= КОРОТКАЯ ЗАДАЧА A =
Выберите и скопируйте все строки записей, в которых встречается слово «ridge», с учетом регистра.

_ _ _ _ _

Означает ли это имплицитное истолкование художественной практики как изолированного от быта феномена? Призыв к исторической корректности (работа в архивах, с воспоминаниями и так далее) оказывается в таком случае дополнительным слоем изоляции искусства в элитарных профессиональных и социальных средах, а изучение социально ангажированного искусства превращается в род романтической герменевтики, поддерживающей различение между «настоящим» и «ненастоящим» искусством.
Как отмечает в своем тексте Надя Плунгян, попытки назначить Гройсу определенное место в ряду искусствоведов (или филологов) не слишком успешны. Моя точка зрения тоже находится вне профессионального искусствознания. Вполне возможно, что именно некомпетентность в анализе искусства провоцирует меня использовать теорию Гройса для анализа масс искусства. В своем тексте я хотел бы показать, что тотальность подхода Гройса, иронически комментируемая Надей Плунгян, вполне действенна в ситуации сплошного проникновения масс искусства, организующих (пост)советский быт. Несомненно, обсуждать, стало ли политическое художественным и наоборот — значит, пройти только часть пути. Нужно также отдать себе отчет в том, что художественное опосредует здесь прямое соединение политического и бытового. Говоря другими словами, невозможно обсуждать искусство в терминах его автономии, применительно к контексту, который такой автономии не предполагает ipso facto, так как помещается и действует именно в бытовых условиях. Зритель реалистической картины получает возможность стать соучастником творческого действия, которое обеспечено исполнением элементарных функций восприятия[1]. Тем самым зритель, так сказать, приводится в рабочее состояние. В связи с этим, по-видимому, стоит говорить о (соц)реалистической картине в терминах эффективности, то есть способности достигать определенного результата, выраженного в поведении зрителя. Поэтому же целесообразно последовательно применять в анализе такие термины, как «сила», «организация», «управление».

_ _ _ _ _

= КОРОТКАЯ ЗАДАЧА B =
Как перевести на английский язык предложение из отрывка о теории Гройса: «Моя точка зрения тоже находится вне профессионального искусствознания»?

(Несколько записей)
_ _ _ _ _

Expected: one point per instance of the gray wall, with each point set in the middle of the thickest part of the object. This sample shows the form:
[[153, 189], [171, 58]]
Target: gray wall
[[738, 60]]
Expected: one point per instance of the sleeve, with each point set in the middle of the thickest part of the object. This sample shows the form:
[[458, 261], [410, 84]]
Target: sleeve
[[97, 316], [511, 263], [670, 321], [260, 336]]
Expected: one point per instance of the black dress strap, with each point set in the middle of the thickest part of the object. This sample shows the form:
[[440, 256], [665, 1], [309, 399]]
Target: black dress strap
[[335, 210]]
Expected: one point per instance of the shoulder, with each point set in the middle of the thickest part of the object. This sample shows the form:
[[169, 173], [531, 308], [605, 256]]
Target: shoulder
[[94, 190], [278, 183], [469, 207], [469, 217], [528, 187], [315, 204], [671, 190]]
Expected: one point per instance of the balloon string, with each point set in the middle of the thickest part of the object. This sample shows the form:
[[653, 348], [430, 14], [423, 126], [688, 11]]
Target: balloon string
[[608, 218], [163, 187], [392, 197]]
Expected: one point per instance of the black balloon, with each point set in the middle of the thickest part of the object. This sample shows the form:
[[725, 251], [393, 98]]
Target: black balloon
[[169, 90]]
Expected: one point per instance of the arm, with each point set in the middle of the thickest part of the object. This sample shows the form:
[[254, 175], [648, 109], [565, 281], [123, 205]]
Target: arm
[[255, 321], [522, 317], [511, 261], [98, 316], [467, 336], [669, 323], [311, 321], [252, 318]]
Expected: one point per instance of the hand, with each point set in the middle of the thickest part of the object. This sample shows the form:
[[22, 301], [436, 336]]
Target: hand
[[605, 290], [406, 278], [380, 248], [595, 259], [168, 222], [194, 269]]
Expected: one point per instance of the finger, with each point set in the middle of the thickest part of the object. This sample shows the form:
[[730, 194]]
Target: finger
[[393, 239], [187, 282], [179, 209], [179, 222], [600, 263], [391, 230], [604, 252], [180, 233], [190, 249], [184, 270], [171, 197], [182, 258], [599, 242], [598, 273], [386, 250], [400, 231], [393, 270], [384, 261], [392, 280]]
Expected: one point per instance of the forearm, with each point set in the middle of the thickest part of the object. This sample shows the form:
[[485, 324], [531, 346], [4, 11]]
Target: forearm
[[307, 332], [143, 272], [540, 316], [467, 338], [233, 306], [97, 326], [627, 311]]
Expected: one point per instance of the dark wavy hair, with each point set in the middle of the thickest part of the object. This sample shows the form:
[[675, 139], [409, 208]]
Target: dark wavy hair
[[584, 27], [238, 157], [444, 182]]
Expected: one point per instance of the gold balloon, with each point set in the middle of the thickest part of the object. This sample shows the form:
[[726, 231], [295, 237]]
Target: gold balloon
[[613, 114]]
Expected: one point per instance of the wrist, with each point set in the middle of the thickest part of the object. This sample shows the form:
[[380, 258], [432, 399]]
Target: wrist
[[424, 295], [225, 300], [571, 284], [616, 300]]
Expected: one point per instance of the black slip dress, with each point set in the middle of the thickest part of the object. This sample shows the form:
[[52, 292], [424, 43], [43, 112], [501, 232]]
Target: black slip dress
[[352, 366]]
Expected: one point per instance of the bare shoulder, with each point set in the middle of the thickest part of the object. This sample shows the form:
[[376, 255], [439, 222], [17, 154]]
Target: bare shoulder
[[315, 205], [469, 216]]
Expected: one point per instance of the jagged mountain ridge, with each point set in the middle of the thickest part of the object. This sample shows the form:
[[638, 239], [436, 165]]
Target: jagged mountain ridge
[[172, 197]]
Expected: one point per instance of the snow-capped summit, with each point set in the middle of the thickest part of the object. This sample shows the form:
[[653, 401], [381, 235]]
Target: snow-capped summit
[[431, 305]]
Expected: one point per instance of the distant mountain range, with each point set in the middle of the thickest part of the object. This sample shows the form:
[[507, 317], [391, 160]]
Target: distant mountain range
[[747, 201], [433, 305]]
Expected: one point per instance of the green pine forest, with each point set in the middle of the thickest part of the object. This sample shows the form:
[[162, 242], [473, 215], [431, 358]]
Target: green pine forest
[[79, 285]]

_ _ _ _ _

= ОТВЕТ К УПРАЖНЕНИЮ A =
Expected: one point per instance of the jagged mountain ridge, with each point set in the middle of the thickest part of the object. This sample shows the form:
Target: jagged mountain ridge

= ОТВЕТ К УПРАЖНЕНИЮ B =
My point of view also lies outside professional art scholarship.